## PROMPT
Express the records below as a two-column CSV headed input and output, one row per record. Put each record's text and its answer in separate quoted fields with line breaks replaced by spaces, and leave the pictures out.

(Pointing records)
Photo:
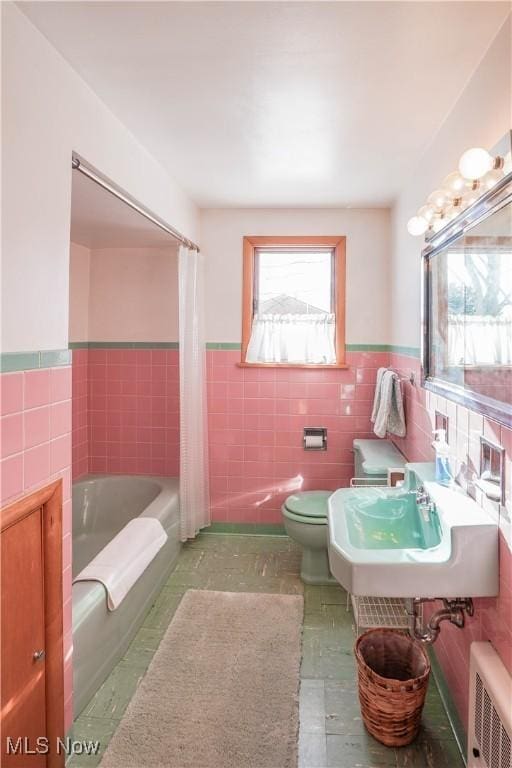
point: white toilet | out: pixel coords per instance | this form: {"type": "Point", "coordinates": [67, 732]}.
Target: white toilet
{"type": "Point", "coordinates": [305, 521]}
{"type": "Point", "coordinates": [305, 512]}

## TASK SOLUTION
input,output
"Photo: point: white toilet | out: pixel coords per instance | this form: {""type"": ""Point"", ""coordinates"": [67, 732]}. Target: white toilet","{""type"": ""Point"", ""coordinates"": [305, 521]} {""type"": ""Point"", ""coordinates"": [305, 512]}"